ASSIGNMENT »
Wherever a line in the data below holds "blurred", copy that line.

INPUT »
--- --- ---
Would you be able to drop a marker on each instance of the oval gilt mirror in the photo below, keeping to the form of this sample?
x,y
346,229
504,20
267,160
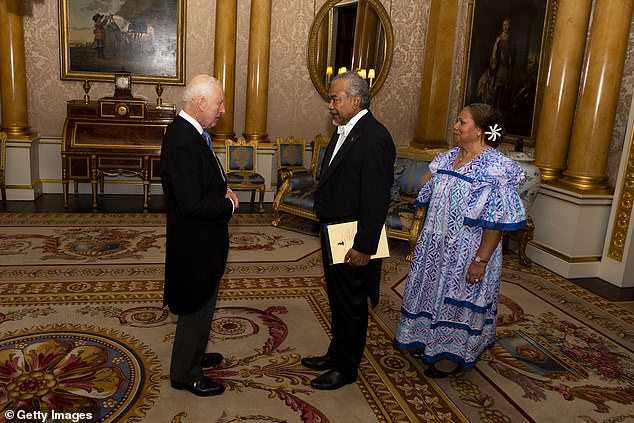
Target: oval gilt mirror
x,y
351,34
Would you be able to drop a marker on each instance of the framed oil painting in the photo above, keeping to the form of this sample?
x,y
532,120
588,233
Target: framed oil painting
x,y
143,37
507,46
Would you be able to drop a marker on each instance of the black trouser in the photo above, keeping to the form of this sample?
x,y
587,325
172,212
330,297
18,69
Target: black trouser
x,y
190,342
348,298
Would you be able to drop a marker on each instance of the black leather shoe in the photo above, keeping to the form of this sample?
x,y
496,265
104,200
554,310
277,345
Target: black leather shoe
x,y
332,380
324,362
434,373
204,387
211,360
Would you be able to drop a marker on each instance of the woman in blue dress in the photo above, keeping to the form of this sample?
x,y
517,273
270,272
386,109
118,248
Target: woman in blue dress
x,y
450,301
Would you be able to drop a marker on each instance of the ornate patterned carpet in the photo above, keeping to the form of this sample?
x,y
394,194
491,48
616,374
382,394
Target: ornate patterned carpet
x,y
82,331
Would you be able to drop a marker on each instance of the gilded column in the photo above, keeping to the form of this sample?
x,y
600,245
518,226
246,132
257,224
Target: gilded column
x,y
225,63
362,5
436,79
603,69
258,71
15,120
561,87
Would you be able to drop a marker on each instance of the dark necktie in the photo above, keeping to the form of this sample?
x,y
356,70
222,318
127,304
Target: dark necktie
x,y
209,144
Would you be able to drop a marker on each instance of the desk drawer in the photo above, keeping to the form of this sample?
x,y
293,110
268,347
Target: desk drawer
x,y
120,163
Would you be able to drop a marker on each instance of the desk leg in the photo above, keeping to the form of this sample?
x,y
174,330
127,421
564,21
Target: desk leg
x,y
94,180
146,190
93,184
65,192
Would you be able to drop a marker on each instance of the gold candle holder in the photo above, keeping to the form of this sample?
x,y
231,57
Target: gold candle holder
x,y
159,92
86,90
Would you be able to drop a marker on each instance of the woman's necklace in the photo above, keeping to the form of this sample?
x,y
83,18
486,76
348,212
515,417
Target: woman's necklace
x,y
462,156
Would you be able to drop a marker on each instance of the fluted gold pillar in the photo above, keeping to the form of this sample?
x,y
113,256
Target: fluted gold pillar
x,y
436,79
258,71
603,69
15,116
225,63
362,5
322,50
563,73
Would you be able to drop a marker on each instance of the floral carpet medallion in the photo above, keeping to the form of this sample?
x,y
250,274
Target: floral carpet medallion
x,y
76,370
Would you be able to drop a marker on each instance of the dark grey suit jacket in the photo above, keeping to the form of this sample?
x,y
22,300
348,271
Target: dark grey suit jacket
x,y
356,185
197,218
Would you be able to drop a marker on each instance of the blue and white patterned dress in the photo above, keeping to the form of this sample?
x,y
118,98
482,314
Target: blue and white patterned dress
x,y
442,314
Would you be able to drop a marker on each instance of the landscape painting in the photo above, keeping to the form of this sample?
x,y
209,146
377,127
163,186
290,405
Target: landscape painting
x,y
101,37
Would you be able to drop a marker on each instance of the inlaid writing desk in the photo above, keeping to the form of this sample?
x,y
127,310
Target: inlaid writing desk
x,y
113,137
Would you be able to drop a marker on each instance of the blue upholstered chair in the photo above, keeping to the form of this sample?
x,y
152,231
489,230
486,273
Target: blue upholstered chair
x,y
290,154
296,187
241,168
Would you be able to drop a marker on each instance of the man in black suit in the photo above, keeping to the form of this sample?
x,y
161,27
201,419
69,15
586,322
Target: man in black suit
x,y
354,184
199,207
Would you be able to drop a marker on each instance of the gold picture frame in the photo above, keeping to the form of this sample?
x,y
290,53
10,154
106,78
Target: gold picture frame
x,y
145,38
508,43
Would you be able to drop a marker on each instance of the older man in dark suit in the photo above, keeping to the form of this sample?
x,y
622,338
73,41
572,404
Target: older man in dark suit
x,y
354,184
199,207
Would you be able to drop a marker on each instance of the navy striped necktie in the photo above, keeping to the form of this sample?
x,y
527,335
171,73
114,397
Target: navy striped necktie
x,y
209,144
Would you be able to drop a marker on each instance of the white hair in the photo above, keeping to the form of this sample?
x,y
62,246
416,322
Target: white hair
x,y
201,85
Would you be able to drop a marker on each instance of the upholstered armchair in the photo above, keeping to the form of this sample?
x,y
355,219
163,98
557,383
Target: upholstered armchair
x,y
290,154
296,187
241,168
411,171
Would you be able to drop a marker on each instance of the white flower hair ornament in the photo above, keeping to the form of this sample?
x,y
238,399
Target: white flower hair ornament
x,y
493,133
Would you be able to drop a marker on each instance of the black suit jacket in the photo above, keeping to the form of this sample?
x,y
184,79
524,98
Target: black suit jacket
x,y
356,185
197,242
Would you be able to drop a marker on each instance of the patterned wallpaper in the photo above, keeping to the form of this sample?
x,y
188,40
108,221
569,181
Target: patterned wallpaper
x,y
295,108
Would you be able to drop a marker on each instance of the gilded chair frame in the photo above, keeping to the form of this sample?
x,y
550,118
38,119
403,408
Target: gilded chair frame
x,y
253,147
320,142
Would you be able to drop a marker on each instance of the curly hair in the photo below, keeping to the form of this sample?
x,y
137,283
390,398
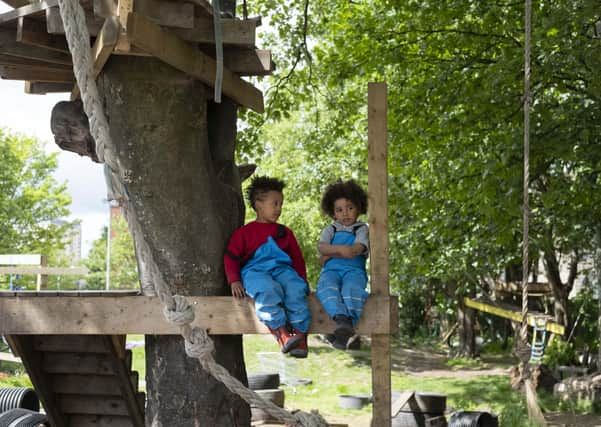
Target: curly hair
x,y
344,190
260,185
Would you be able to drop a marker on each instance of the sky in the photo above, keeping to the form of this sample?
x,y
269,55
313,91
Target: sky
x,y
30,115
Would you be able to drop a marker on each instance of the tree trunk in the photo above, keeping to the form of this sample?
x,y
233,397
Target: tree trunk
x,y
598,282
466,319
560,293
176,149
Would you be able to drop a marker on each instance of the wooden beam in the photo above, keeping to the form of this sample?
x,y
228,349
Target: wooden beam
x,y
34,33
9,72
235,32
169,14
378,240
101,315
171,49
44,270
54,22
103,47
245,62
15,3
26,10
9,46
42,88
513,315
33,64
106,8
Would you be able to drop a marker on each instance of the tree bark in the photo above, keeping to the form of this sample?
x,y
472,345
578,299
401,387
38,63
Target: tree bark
--- --- ---
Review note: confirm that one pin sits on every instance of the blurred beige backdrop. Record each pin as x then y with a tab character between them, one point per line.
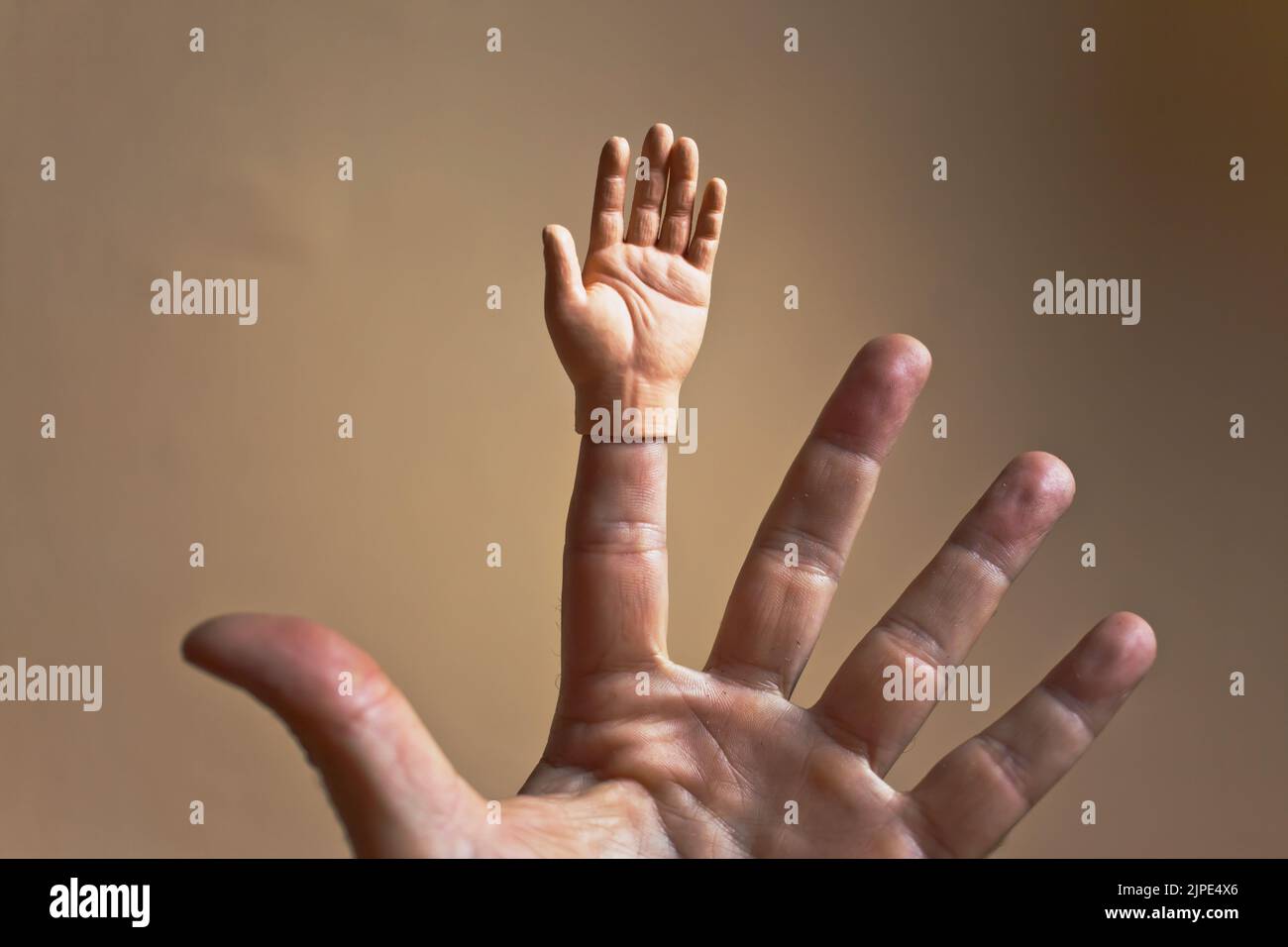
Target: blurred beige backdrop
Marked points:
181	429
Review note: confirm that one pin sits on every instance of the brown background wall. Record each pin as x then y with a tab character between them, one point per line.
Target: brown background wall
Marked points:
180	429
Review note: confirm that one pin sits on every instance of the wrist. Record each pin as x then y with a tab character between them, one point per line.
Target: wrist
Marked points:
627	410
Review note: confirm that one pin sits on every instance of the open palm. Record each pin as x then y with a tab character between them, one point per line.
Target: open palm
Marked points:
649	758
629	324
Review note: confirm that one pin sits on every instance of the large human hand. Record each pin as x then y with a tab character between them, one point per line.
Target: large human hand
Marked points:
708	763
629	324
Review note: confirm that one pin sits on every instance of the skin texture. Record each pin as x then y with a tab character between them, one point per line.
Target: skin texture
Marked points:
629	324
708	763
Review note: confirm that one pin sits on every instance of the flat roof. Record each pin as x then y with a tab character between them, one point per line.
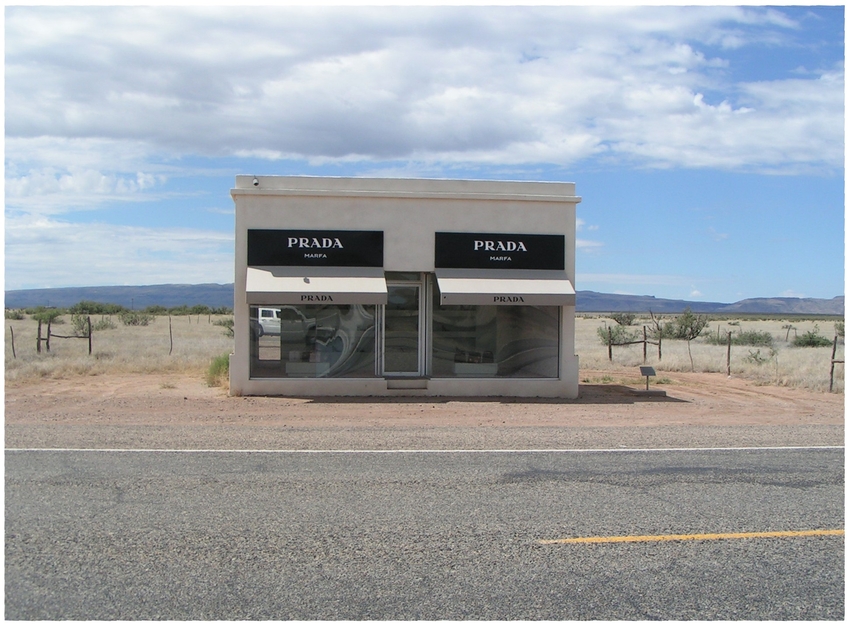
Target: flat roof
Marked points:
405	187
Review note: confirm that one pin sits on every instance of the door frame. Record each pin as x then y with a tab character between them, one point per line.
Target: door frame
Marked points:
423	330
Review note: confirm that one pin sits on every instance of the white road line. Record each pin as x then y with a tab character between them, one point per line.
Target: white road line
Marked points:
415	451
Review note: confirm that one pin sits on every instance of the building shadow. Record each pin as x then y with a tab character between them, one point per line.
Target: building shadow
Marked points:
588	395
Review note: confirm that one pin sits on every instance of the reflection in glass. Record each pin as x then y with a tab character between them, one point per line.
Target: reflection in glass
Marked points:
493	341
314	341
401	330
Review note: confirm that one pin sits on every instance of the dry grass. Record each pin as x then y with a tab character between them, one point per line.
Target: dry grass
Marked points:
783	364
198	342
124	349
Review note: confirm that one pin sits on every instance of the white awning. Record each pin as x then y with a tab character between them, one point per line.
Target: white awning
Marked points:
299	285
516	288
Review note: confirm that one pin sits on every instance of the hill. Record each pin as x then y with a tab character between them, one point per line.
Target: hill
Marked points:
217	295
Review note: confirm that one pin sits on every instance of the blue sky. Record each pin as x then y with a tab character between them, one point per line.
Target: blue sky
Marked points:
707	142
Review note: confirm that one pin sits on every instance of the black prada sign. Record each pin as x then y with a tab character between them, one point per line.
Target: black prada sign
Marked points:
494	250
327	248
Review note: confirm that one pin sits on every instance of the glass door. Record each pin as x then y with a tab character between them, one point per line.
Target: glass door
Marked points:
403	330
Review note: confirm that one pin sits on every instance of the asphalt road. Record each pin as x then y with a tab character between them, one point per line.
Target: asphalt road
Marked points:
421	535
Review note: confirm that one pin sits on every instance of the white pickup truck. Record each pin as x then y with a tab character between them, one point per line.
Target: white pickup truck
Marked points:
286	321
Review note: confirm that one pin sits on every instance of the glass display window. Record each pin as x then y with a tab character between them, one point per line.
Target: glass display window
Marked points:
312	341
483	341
--- --- ---
ANSWER BELOW »
Review note: confirm that one pin sits on every instance of the blurred beige backdrop. Record each pin as x then y with a tab character between them, one point per line.
Target: blurred beige backdrop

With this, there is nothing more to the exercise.